WHAT TO PRODUCE -
List everything in the material from the line containing "Class name: palm tree" down to the line containing "324, 988, 388]]", both included, as a numbered list with no blank lines.

INFORMATION GIVEN -
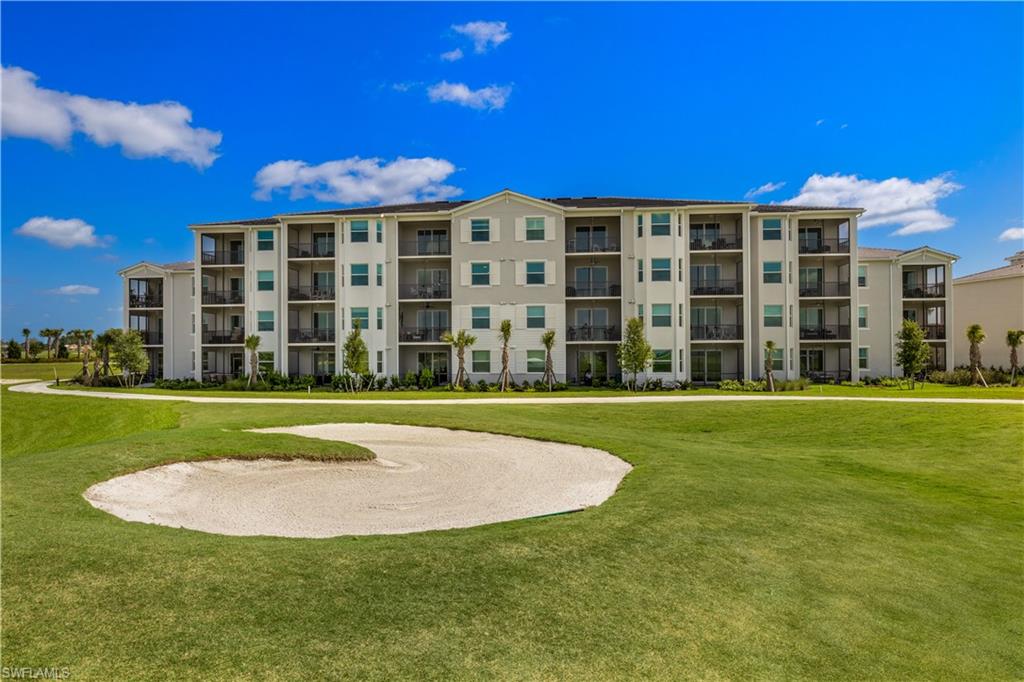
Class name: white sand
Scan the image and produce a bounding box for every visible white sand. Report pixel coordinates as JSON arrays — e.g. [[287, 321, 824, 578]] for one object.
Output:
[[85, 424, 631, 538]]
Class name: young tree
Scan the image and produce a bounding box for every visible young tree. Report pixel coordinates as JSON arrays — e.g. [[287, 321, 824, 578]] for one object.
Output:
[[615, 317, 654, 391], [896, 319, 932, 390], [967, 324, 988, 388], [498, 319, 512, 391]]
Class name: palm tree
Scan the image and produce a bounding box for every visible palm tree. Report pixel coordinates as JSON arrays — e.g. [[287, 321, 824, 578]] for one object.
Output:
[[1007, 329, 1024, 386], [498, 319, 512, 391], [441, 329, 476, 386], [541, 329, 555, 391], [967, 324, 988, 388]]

--

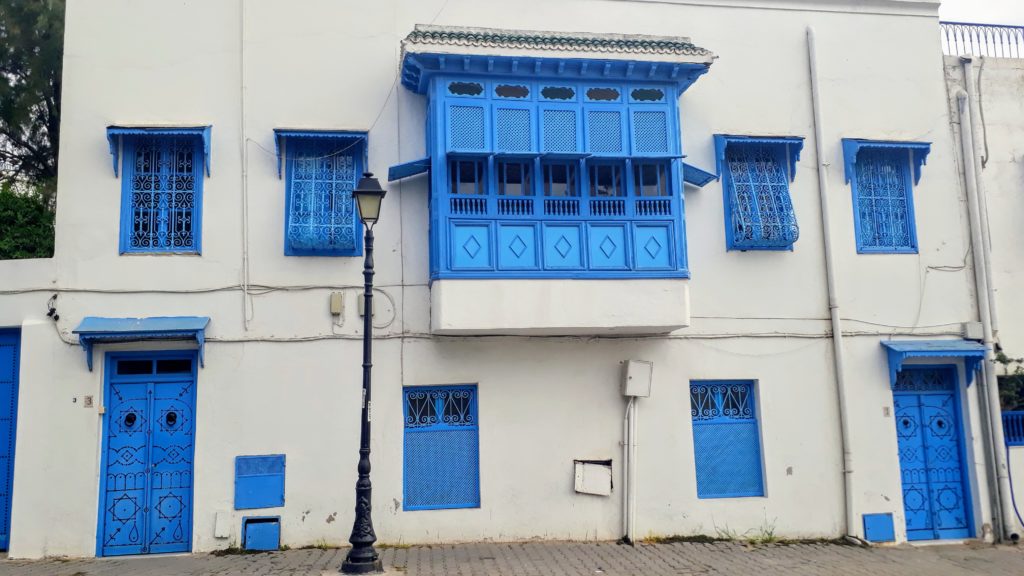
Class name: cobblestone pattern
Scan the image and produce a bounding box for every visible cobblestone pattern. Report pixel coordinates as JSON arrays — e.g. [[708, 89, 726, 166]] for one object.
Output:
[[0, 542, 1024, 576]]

CORRECT RESULT -
1. Class name: palm tree
2. Scan the image and produce a bounding box for every visible palm tree. Report pixel coordinates as JSON arrays — e.g. [[287, 321, 824, 578]] for one object.
3. Output:
4. [[1007, 329, 1024, 386], [498, 319, 512, 391], [441, 329, 476, 386], [541, 329, 555, 391], [967, 324, 988, 388]]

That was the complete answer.